**PROVIDED PASSAGE**

Filed Under Business
Slashing Jobs, Ford Renews Commitment to Making Crappy Cars
Posted September 18, 2006
For Immediate Release
Ford Motor company has a proud past, and we're ready to face off the challenges of the future. Although we're closing factories and slashing jobs like Freddy Kruger, we promise to continue producing crappy cars that nobody wants to buy. Investors applauded the move, and share price went up a penny for every ten thousand jobs cut.
Our engineering and design staff will continue to innovate to design the least desirable auto. Ford will begin leasing new technology from Toyota to upgrade production. Toyota has generously offered to provide technology from their 1970's factories, which will increase efficiencies and catapult us into the future.
To make room on the lots, Ford will discontinue our five most popular autos.
"Retro is very in right now," says new Ford CEO and President Alan Mulally, "which is why we're bringing back the Ford Pinto. It's a new look, but with the same explosive design." Mulally came recently from Boeing, where he perfected the art of sacking large numbers of employees
Because of our commitment to the environment, we're proud to introduce the Ford Everlast – the first car to be completely constructed from new Styrofoam. The sleek new design will require only two parking spaces!
Thinning out the workforce
In a move as innovative as Henry Ford's original assembly line, Ford's plan to convince people to buy American cars is fire American workers, which is why we're offering to buy out all 75,000 of our North American workforce. Are we outsourcing? No! The assembly line's in China, and we can't expect that our workers would want to commute that far.
You might ask who's going to build all these new cars? The answer: Robots. This isn't some science fiction story: robots have already taken on major aspects of our production chain. They've demanded thirty-two hour workweeks and six months vacation, but the Ford management team is ready to negotiate!

**EXTRACTED RECORDS**
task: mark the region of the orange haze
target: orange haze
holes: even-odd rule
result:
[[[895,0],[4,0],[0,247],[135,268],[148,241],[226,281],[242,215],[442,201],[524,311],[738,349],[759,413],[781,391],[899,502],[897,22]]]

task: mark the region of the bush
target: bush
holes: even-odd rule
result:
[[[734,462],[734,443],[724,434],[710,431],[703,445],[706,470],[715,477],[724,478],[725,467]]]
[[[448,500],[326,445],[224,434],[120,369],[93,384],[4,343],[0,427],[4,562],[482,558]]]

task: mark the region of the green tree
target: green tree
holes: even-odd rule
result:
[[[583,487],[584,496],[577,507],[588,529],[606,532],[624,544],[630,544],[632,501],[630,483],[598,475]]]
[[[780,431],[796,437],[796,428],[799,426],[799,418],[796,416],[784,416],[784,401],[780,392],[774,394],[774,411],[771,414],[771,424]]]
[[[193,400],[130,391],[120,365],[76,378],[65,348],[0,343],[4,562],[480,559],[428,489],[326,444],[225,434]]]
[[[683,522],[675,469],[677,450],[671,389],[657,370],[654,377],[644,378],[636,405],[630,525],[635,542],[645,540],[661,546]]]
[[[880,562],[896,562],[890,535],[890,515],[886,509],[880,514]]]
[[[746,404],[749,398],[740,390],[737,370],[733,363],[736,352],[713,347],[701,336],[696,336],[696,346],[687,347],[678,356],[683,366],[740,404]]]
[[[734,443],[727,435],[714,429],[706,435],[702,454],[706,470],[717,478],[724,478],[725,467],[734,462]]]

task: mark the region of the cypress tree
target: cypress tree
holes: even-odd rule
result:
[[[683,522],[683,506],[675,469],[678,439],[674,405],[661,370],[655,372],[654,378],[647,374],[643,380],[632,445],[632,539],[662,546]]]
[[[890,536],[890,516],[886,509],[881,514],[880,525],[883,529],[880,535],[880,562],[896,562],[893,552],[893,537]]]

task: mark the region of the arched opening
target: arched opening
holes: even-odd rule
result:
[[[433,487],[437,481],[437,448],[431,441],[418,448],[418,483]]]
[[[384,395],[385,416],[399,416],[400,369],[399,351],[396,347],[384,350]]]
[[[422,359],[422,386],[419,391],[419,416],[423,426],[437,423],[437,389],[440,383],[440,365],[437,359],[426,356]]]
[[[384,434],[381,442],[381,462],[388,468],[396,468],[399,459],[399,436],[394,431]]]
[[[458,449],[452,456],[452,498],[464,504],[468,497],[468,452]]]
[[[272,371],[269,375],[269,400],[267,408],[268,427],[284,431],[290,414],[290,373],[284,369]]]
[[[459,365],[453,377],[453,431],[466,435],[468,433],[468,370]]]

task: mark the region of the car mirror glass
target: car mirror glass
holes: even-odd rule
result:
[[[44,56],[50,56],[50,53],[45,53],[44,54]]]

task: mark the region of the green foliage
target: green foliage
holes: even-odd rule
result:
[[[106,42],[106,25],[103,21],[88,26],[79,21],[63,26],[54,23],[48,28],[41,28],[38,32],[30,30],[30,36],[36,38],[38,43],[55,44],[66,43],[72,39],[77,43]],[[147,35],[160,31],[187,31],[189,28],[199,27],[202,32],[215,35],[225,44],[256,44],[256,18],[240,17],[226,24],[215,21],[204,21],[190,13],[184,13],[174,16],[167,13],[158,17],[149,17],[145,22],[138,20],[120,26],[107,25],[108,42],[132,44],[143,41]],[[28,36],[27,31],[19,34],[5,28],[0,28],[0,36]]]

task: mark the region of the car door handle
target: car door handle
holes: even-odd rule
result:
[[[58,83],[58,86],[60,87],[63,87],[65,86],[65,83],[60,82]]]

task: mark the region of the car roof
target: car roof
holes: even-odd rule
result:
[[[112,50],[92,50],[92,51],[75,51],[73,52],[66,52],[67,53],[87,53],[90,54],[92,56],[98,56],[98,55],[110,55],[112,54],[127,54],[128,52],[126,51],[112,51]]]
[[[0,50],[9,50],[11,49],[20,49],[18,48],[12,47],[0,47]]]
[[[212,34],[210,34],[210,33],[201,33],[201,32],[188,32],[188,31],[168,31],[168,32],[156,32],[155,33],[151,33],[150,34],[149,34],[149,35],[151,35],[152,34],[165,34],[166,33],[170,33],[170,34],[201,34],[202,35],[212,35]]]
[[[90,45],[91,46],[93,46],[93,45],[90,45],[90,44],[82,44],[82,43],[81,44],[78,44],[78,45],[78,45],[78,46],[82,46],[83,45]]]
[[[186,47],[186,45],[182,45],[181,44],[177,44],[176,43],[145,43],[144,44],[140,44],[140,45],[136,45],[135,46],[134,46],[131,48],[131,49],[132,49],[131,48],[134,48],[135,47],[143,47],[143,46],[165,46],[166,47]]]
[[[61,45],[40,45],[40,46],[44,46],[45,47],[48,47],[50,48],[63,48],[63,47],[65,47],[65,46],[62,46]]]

**THE TASK**
Please sum up the piece on Ford in two sentences. The data come from a separate source.

**RESULT OF THE TASK**
Ford says it is closing factories and cutting jobs, including an offer to buy out all 75,000 of its North American workers, while promising to keep producing cars nobody wants to buy. It also announces the return of the Ford Pinto under new CEO Alan Mulally, a car built entirely from Styrofoam called the Ford Everlast, technology leased from Toyota, and robots to build its cars.